# 1964 326 hollow oil rocker arm studs replacements or fixes



## Pontiac-K (Mar 2, 2018)

Hello from Des Moines, Iowa. First post on the forum! I have a 64 326 that a buddy and I pulled and is currently getting cleaned up at a local machine shop. There are 3 or 4 of the hollow oiling rocker studs that are plugged and the shop would like to have some back-ups in case they break when then try and pull them, so I am on the hunt for replacements.

I've already spent quite a bit of time doing research on the forum looking for solutions to this issue if I can't find replacement studs and I have seen multiple post where folks have replaced these with solid studs and have changed over to hollow push-rods etc, but I would like clarification on what exactly needs to be done for this to be 100% correct. 

-Do the oil galley's that feed the heads need to be blocked off? What does that entail?

-I've also seen where someone mentioned having to reverse the cam bearings to close off the oil feed to the heads, is that something that should be done as well?

-What would be the best replacement studs to use AND how does that change affect how you adjust rockers/valve lash etc.

I'm sure that I am probably missing parts of the puzzle, but this should be enough to get the ball rolling. This would be a great thread to have for others that are in the exact same position that I am in. I'd really prefer to keep it stock and not alter the heads at all if possible, but if it's a lost cause, I would really appreciate some advice on the correct way to remedy this as this is the only thing that's holding up the process of getting this old girl back together. 

Looking forward to sharing photos of the rebuild! Here's a couple from when we pulled it:


----------



## PontiacJim (Dec 29, 2012)

Here is what I found on plugging the oil supply to the rocker arm studs," With the changes in rocker arm oiling came new head gaskets. Those for 1964 and earlier had a hole for the passage that supplied oil to the galley in the heads to feed the studs. Later gaskets didn’t have that hole. When installing 1965 and later heads on an earlier block one common practice was to use a later head gasket without the oil hole. However, many gasket companies have consolidated part numbers, the result being some applications have been expanded so to broaden the application later head gaskets may have the extra hole. In that case another option is to plug the supply hole in the block by drilling and tapping it for a 1/8-inch pipe plug."

On the rocker arm studs, "Another unique feature is the valvetrain. Prior to 1965, Pontiac’s stamped steel rocker arms were lubricated by oil delivered through the heads that lead to passages in the rocker studs—holes in the sides of the studs delivered lubricant to the rocker balls. We opted to install screw-in studs from COMP Cams. Another reason for changing the studs was adjustability. In stock form the rocker arm nuts bottom out on the shouldered stud and are torqued to remain tight—any change in deck height, head thickness, or valve stem height alters rocker arm geometry and there is no way to correct it. The cure is screw in studs with locknuts, and in some cases custom-length pushrods are also required."

My guess would also be that if you installed screw-in rocker studs, they are solid and will not allow oil through, thus shutting off the oil supply to the heads the same as installing the 1/8" pipe plug. You also want to change your rocker arms if they do not have the oiling holes in them for pushrod oiling.

* [GIVEN RECORDS]:
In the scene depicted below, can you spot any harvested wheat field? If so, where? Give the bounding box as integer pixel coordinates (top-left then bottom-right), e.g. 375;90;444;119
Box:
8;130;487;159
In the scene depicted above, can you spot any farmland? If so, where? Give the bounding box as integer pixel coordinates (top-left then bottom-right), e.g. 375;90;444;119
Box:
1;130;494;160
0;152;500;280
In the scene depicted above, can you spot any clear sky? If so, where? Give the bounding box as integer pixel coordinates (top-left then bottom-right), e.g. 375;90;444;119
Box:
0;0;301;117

...

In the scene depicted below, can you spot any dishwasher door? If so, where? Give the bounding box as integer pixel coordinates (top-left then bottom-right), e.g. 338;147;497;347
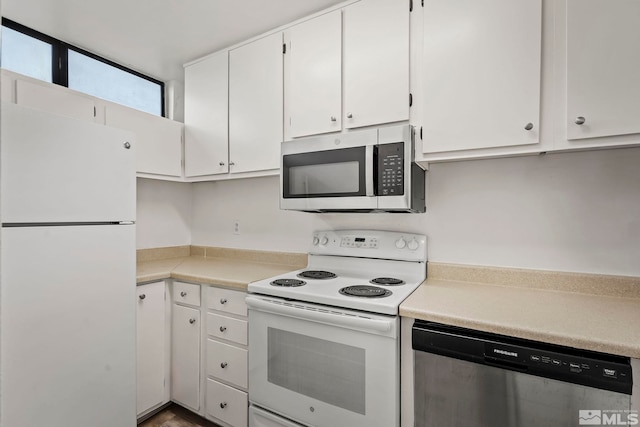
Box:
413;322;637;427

* * *

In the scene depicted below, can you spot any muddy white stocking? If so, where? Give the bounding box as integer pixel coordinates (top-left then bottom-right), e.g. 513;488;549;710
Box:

* [TO DO]:
A. Return the passage of the rocker stud thread from "My guess would" to "for pushrod oiling.".
B. Rewrite the paragraph of the rocker stud thread that begins "On the rocker arm studs" as a short bulleted list that keeps its main facts.
C. In the rocker stud thread, what size pipe plug is named for plugging the oil supply hole in the block?
The listing is not needed for anything here.

* [ANSWERS TO EACH TASK]:
A.
My guess would also be that if you installed screw-in rocker studs, they are solid and will not allow oil through, thus shutting off the oil supply to the heads the same as installing the 1/8" pipe plug. You also want to change your rocker arms if they do not have the oiling holes in them for pushrod oiling.

B.
- Before 1965, Pontiac's stamped steel rocker arms were lubricated by oil delivered through the heads to passages in the rocker studs. Holes in the sides of the studs fed lubricant to the rocker balls.
- Screw-in studs from COMP Cams were installed.
- Adjustability was another reason to change the studs. Stock rocker arm nuts bottom out on the shouldered stud and are torqued tight. Any change in deck height, head thickness, or valve stem height therefore alters rocker arm geometry with no way to correct it.
- The cure is screw-in studs with locknuts, sometimes with custom-length pushrods.

C. A 1/8-inch pipe plug.